A global oil price war had New Mexico lawmakers and other elected officials on edge Monday, as a prolonged price crash could zap a recent revenue boom and cause a state budget surplus to evaporate.
The uncertainty prompted Gov. Michelle Lujan Grisham to veto a spending bill that would have appropriated $49.5 million to fund 216 road projects statewide, including funding for bike paths, safety enhancements and median landscaping in Albuquerque.
“We do not yet know the degree to which (the coronavirus) and declining oil prices will impact our state’s economy,” Lujan Grisham wrote in her veto message of Senate Bill 232. “Given this uncertainty, I bear a heightened obligation to ensure that all significant expenditures constitute a demonstrably sound investment in New Mexico.”
She also said the spending on road projects whose scope and total cost are not often clear was not warranted given the uncertainty over the plummeting oil prices and other economic factors.
Meanwhile, some legislators said the plunging oil prices, if they don’t bounce back, could force the state’s cash reserves to be significantly drawn down – just three years after they were all but depleted during a previous economic downturn.
“If those numbers hold through June, it’s unstable,” said Sen. George Muñoz, D-Gallup, referring to the state’s current budget year.

────────

Aim of the exercise
Write the next part of the news article about the oil price crash and New Mexico's budget, picking up right after its final sentence. The records play no part in the work on the text.

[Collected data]

────────

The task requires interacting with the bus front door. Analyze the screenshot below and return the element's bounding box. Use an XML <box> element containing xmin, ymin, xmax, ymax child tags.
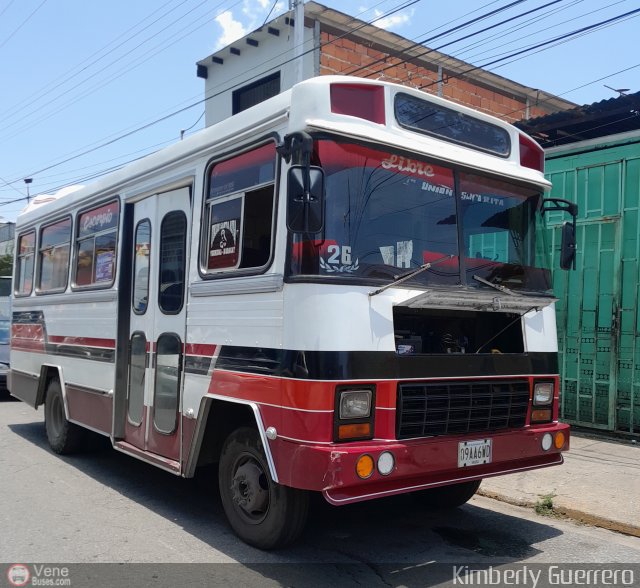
<box><xmin>124</xmin><ymin>188</ymin><xmax>190</xmax><ymax>461</ymax></box>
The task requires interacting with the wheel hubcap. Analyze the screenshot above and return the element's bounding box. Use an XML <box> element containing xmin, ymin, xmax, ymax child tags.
<box><xmin>231</xmin><ymin>459</ymin><xmax>269</xmax><ymax>523</ymax></box>
<box><xmin>50</xmin><ymin>395</ymin><xmax>64</xmax><ymax>435</ymax></box>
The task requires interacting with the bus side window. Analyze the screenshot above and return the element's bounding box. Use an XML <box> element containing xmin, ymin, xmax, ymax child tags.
<box><xmin>158</xmin><ymin>211</ymin><xmax>187</xmax><ymax>314</ymax></box>
<box><xmin>15</xmin><ymin>231</ymin><xmax>36</xmax><ymax>296</ymax></box>
<box><xmin>74</xmin><ymin>201</ymin><xmax>120</xmax><ymax>288</ymax></box>
<box><xmin>202</xmin><ymin>143</ymin><xmax>276</xmax><ymax>274</ymax></box>
<box><xmin>38</xmin><ymin>217</ymin><xmax>71</xmax><ymax>293</ymax></box>
<box><xmin>131</xmin><ymin>219</ymin><xmax>151</xmax><ymax>314</ymax></box>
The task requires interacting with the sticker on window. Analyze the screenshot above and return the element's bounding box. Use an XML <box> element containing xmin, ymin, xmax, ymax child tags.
<box><xmin>209</xmin><ymin>218</ymin><xmax>240</xmax><ymax>269</ymax></box>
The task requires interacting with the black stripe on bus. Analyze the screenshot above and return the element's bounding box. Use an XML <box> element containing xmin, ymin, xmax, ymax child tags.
<box><xmin>215</xmin><ymin>346</ymin><xmax>558</xmax><ymax>380</ymax></box>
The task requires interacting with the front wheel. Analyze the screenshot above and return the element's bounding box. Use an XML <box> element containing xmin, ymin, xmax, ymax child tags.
<box><xmin>218</xmin><ymin>427</ymin><xmax>309</xmax><ymax>549</ymax></box>
<box><xmin>44</xmin><ymin>380</ymin><xmax>86</xmax><ymax>455</ymax></box>
<box><xmin>413</xmin><ymin>480</ymin><xmax>482</xmax><ymax>509</ymax></box>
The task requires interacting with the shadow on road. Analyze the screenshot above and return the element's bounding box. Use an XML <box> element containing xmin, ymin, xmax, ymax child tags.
<box><xmin>9</xmin><ymin>422</ymin><xmax>561</xmax><ymax>586</ymax></box>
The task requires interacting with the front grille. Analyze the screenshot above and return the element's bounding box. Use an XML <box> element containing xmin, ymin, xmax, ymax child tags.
<box><xmin>396</xmin><ymin>380</ymin><xmax>529</xmax><ymax>439</ymax></box>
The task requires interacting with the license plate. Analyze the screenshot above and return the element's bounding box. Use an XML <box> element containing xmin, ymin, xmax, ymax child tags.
<box><xmin>458</xmin><ymin>439</ymin><xmax>491</xmax><ymax>468</ymax></box>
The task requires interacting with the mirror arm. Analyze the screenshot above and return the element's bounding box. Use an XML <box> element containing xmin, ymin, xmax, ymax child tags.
<box><xmin>541</xmin><ymin>198</ymin><xmax>578</xmax><ymax>270</ymax></box>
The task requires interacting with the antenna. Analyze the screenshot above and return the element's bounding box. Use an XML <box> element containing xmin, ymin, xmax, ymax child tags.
<box><xmin>24</xmin><ymin>178</ymin><xmax>33</xmax><ymax>204</ymax></box>
<box><xmin>602</xmin><ymin>84</ymin><xmax>630</xmax><ymax>96</ymax></box>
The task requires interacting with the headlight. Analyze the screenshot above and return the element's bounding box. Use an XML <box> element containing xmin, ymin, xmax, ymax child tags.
<box><xmin>533</xmin><ymin>382</ymin><xmax>553</xmax><ymax>406</ymax></box>
<box><xmin>340</xmin><ymin>390</ymin><xmax>371</xmax><ymax>420</ymax></box>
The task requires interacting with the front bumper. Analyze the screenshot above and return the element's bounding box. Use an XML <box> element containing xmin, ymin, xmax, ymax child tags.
<box><xmin>271</xmin><ymin>423</ymin><xmax>569</xmax><ymax>505</ymax></box>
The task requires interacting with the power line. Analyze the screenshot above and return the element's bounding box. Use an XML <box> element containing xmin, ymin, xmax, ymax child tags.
<box><xmin>0</xmin><ymin>0</ymin><xmax>16</xmax><ymax>16</ymax></box>
<box><xmin>345</xmin><ymin>0</ymin><xmax>526</xmax><ymax>75</ymax></box>
<box><xmin>11</xmin><ymin>56</ymin><xmax>640</xmax><ymax>205</ymax></box>
<box><xmin>0</xmin><ymin>0</ymin><xmax>47</xmax><ymax>49</ymax></box>
<box><xmin>5</xmin><ymin>2</ymin><xmax>637</xmax><ymax>196</ymax></box>
<box><xmin>365</xmin><ymin>0</ymin><xmax>564</xmax><ymax>82</ymax></box>
<box><xmin>420</xmin><ymin>8</ymin><xmax>640</xmax><ymax>89</ymax></box>
<box><xmin>2</xmin><ymin>0</ymin><xmax>241</xmax><ymax>140</ymax></box>
<box><xmin>0</xmin><ymin>0</ymin><xmax>188</xmax><ymax>122</ymax></box>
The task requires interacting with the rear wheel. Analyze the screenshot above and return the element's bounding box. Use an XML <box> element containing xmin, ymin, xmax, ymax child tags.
<box><xmin>413</xmin><ymin>480</ymin><xmax>482</xmax><ymax>509</ymax></box>
<box><xmin>218</xmin><ymin>427</ymin><xmax>309</xmax><ymax>549</ymax></box>
<box><xmin>44</xmin><ymin>380</ymin><xmax>86</xmax><ymax>455</ymax></box>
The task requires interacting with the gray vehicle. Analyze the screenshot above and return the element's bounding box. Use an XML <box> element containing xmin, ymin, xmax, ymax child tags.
<box><xmin>0</xmin><ymin>317</ymin><xmax>11</xmax><ymax>396</ymax></box>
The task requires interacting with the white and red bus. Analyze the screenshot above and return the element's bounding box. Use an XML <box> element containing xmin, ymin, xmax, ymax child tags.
<box><xmin>10</xmin><ymin>77</ymin><xmax>575</xmax><ymax>549</ymax></box>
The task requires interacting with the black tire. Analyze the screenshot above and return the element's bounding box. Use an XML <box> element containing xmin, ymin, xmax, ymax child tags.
<box><xmin>44</xmin><ymin>380</ymin><xmax>86</xmax><ymax>455</ymax></box>
<box><xmin>218</xmin><ymin>427</ymin><xmax>309</xmax><ymax>549</ymax></box>
<box><xmin>413</xmin><ymin>480</ymin><xmax>482</xmax><ymax>510</ymax></box>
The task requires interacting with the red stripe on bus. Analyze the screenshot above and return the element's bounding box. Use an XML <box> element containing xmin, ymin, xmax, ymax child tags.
<box><xmin>49</xmin><ymin>335</ymin><xmax>116</xmax><ymax>349</ymax></box>
<box><xmin>209</xmin><ymin>370</ymin><xmax>398</xmax><ymax>411</ymax></box>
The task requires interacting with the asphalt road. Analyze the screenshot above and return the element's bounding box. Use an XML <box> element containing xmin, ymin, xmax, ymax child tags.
<box><xmin>0</xmin><ymin>400</ymin><xmax>640</xmax><ymax>587</ymax></box>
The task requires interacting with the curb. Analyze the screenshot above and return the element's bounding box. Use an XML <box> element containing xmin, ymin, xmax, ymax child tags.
<box><xmin>478</xmin><ymin>488</ymin><xmax>640</xmax><ymax>537</ymax></box>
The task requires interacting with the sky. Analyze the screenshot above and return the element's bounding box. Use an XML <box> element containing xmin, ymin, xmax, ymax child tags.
<box><xmin>0</xmin><ymin>0</ymin><xmax>640</xmax><ymax>221</ymax></box>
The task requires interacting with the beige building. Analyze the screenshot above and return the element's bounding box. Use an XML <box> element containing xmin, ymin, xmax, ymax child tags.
<box><xmin>197</xmin><ymin>2</ymin><xmax>576</xmax><ymax>126</ymax></box>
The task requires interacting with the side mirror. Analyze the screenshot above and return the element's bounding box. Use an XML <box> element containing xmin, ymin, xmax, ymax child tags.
<box><xmin>287</xmin><ymin>165</ymin><xmax>324</xmax><ymax>233</ymax></box>
<box><xmin>560</xmin><ymin>221</ymin><xmax>576</xmax><ymax>269</ymax></box>
<box><xmin>541</xmin><ymin>198</ymin><xmax>578</xmax><ymax>269</ymax></box>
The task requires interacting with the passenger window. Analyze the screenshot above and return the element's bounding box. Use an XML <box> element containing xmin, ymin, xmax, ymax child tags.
<box><xmin>15</xmin><ymin>231</ymin><xmax>36</xmax><ymax>296</ymax></box>
<box><xmin>131</xmin><ymin>219</ymin><xmax>151</xmax><ymax>314</ymax></box>
<box><xmin>75</xmin><ymin>202</ymin><xmax>119</xmax><ymax>288</ymax></box>
<box><xmin>127</xmin><ymin>333</ymin><xmax>147</xmax><ymax>426</ymax></box>
<box><xmin>38</xmin><ymin>217</ymin><xmax>71</xmax><ymax>292</ymax></box>
<box><xmin>158</xmin><ymin>211</ymin><xmax>187</xmax><ymax>314</ymax></box>
<box><xmin>202</xmin><ymin>143</ymin><xmax>276</xmax><ymax>273</ymax></box>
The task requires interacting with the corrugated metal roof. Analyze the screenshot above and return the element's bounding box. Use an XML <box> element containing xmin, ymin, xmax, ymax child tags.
<box><xmin>516</xmin><ymin>92</ymin><xmax>640</xmax><ymax>148</ymax></box>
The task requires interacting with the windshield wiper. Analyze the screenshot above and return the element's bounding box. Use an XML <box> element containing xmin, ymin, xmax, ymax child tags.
<box><xmin>473</xmin><ymin>306</ymin><xmax>539</xmax><ymax>355</ymax></box>
<box><xmin>369</xmin><ymin>254</ymin><xmax>456</xmax><ymax>296</ymax></box>
<box><xmin>473</xmin><ymin>275</ymin><xmax>516</xmax><ymax>296</ymax></box>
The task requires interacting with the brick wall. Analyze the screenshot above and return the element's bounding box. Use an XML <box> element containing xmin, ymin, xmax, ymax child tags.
<box><xmin>320</xmin><ymin>31</ymin><xmax>552</xmax><ymax>122</ymax></box>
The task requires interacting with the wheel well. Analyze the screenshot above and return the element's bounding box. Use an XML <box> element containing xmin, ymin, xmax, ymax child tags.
<box><xmin>35</xmin><ymin>365</ymin><xmax>62</xmax><ymax>408</ymax></box>
<box><xmin>196</xmin><ymin>399</ymin><xmax>257</xmax><ymax>467</ymax></box>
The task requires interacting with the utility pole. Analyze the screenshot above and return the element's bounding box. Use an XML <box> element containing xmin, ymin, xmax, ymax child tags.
<box><xmin>24</xmin><ymin>178</ymin><xmax>33</xmax><ymax>204</ymax></box>
<box><xmin>289</xmin><ymin>0</ymin><xmax>304</xmax><ymax>84</ymax></box>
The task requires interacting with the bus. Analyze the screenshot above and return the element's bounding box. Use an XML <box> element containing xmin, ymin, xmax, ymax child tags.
<box><xmin>9</xmin><ymin>76</ymin><xmax>576</xmax><ymax>549</ymax></box>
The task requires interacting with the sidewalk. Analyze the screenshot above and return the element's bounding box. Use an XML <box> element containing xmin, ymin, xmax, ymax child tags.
<box><xmin>479</xmin><ymin>432</ymin><xmax>640</xmax><ymax>537</ymax></box>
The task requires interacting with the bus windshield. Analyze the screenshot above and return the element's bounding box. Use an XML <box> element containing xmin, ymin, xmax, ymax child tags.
<box><xmin>290</xmin><ymin>139</ymin><xmax>551</xmax><ymax>293</ymax></box>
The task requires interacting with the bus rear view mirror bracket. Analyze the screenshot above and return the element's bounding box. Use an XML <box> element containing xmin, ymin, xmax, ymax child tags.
<box><xmin>287</xmin><ymin>165</ymin><xmax>324</xmax><ymax>233</ymax></box>
<box><xmin>542</xmin><ymin>198</ymin><xmax>578</xmax><ymax>270</ymax></box>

────────

Task output
The stunning oil price decline also comes as Lujan Grisham is nearing her Wednesday deadline to act on a $7.6 billion budget bill – one that’s largely reliant on oil-generated revenue – that calls for a $536 million increase in year-over-year spending during the coming fiscal year.
A spokeswoman for the Democratic governor said Monday that Lujan Grisham will use her line-item veto authority in the budget and other spending bills to “counteract the potential” of a revenue downturn and to keep cash reserves at robust levels.
However, Lujan Grisham spokeswoman Nora Meyers Sackett also said the spending plan awaiting final action on her desk was crafted soundly enough to avoid the need for a legislative special session, which the governor would have to call. She also cited the creation of a new early childhood trust fund that would get $320 million in startup funding as a bulwark of sorts against revenue volatility.
“We are monitoring the situation very closely,” Sackett said Monday. “The governor is always concerned about revenue projections and the impact of oil price fluctuations on the state’s budget.”
New Mexico’s most recent revenue estimates pegged oil prices for the budget year that ends in June to average $52 per barrel. Just a $1 change in the average annual New Mexico price of oil has an impact of roughly $22 million on the state general fund, according to the Legislative Finance Committee.
With West Texas Intermediate oil trading at around $31 per barrel for much of Monday, that could represent a huge budgetary impact if those low prices were to remain in place for long.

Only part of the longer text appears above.